--- Source records ---

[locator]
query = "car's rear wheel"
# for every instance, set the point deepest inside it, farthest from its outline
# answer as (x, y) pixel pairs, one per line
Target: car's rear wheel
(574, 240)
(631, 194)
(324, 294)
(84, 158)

---

## What you have to do
Recite the full listing above exactly.

## Your response
[locator]
query = "car's rear wheel"
# for every instance, set the point deepest inside it, farthest from its outline
# answer as (x, y) pixel pairs, one per line
Target: car's rear wheel
(574, 240)
(631, 194)
(324, 294)
(84, 158)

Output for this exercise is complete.